▸ PROBLEM DESCRIPTION:
Return every record in full. Match each one exactly.

[[ RECORDS SUPPLIED open ]]

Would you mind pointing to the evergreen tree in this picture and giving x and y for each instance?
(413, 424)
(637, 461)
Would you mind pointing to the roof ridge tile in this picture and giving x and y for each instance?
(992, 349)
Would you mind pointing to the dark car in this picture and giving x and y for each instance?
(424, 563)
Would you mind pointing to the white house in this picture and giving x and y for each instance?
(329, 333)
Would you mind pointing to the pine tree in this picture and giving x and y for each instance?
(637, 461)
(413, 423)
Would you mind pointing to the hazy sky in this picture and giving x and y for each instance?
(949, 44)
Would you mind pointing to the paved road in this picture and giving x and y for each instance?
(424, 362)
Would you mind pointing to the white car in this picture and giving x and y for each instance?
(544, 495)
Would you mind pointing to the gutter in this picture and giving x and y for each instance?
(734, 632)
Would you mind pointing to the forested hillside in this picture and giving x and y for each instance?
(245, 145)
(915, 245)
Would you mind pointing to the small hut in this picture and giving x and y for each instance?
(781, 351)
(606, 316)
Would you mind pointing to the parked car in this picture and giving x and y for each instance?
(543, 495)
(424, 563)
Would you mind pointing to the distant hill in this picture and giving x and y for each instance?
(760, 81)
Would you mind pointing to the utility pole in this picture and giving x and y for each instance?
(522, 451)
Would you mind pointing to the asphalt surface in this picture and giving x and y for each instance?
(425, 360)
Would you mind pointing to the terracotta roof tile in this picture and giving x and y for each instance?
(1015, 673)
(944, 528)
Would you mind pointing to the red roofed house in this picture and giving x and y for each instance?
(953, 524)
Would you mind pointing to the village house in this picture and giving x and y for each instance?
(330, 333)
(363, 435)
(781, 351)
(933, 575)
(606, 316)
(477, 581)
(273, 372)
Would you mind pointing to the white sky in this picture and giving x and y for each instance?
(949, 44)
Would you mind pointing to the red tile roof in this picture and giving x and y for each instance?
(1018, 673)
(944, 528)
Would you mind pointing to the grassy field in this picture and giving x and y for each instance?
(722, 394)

[[ RECORDS SUPPLIED closed ]]

▸ EXERCISE SOLUTION:
Would you mind pointing to the evergreen tree in this picture and giving x and y for each instance?
(413, 424)
(637, 461)
Would you mind pointing to the roof ridge tile in this picture and giving x and y for each instance?
(992, 349)
Would you mind pointing to the dark car in this picture and giving x and y for each instance?
(424, 563)
Would you mind pointing to the white house in this picture and giving x and y for each instance?
(329, 333)
Would you mind pointing to the pine tree in this picture and giving x and y for each instance?
(637, 461)
(413, 423)
Would you mind pointing to the hazy sky in this picture and giving x and y for each instance?
(949, 44)
Would you mind pointing to the paved road in this picture and giving x and y for each instance?
(424, 362)
Would you mind pointing to the white car in this picture and giving x and y for each instance?
(544, 495)
Would you mind pointing to the gutter in this picture and giving x and y for each instance?
(734, 632)
Would you mind pointing to the forested hillside in this picture and giving x and y for each instance?
(245, 145)
(915, 245)
Would you mind pointing to the small hut in this picture and giving x and y for each instance?
(781, 351)
(606, 316)
Would you mind pointing to the parked car in this picture and giving x and y for each instance?
(543, 495)
(424, 563)
Would you mind pointing to the distant hill in this picture and giving x and y for each instance?
(760, 81)
Would you mind pointing to the utility pole in this picture and giving x and y for each instance?
(522, 451)
Would you mind pointing to the asphalt surface in this picture and giving x and y for each instance?
(425, 360)
Would you mind pointing to the terracotta roof tile in this picture and giving x and y for each instance?
(1015, 673)
(944, 528)
Would you mind pointing to the red roofed house in this picture and giving x and y for each instance?
(953, 524)
Would you mind pointing to the village house in this picture and giving x and y for each instance?
(330, 333)
(363, 435)
(781, 351)
(933, 575)
(606, 316)
(477, 581)
(273, 372)
Would you mind pointing to the white sky in this picture and giving x and y for each instance?
(949, 44)
Would you mind pointing to the red tile roof in this picture and giving x and y for each instance?
(1018, 673)
(944, 528)
Would you mind pointing to the grassy field in this picture and giving x and y for each instance?
(722, 394)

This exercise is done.